» Task description
List every line in the listing below that contains the word "sneaker", copying each line in full. Matches are case-sensitive.

[Data records]
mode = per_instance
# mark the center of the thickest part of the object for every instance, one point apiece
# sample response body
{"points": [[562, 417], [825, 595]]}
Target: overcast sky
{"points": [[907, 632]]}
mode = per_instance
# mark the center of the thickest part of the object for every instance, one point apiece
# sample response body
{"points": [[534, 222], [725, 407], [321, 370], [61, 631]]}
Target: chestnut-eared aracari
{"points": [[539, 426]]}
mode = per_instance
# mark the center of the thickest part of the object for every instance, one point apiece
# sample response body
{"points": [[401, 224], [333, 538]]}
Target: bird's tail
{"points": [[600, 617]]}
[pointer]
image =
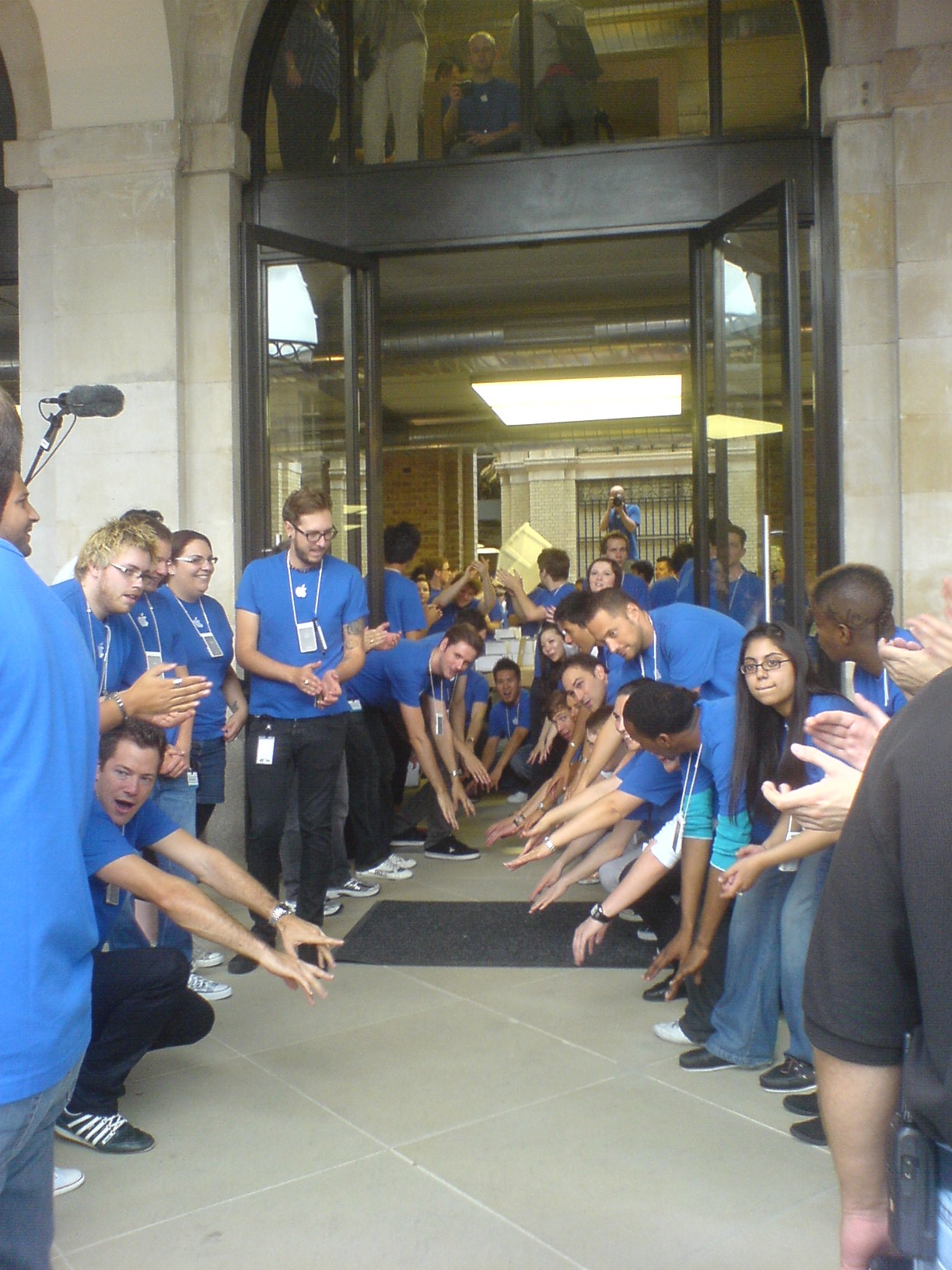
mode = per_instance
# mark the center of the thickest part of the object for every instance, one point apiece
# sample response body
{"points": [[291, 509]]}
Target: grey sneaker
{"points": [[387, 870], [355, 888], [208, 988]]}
--
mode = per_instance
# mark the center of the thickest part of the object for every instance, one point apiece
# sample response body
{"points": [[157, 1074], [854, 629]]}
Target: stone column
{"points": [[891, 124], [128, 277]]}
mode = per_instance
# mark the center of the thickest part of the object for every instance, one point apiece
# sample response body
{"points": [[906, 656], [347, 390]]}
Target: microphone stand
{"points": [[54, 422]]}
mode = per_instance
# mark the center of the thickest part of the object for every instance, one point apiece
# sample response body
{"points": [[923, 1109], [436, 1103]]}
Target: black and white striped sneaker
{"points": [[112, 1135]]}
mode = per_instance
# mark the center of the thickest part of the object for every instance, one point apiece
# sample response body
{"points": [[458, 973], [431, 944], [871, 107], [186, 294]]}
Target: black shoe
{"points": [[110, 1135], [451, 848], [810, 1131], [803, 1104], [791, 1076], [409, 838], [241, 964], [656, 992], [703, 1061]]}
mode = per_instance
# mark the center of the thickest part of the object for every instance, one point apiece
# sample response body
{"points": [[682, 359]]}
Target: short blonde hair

» Solution for this problem
Target: grey sneaker
Target: black and white striped sneaker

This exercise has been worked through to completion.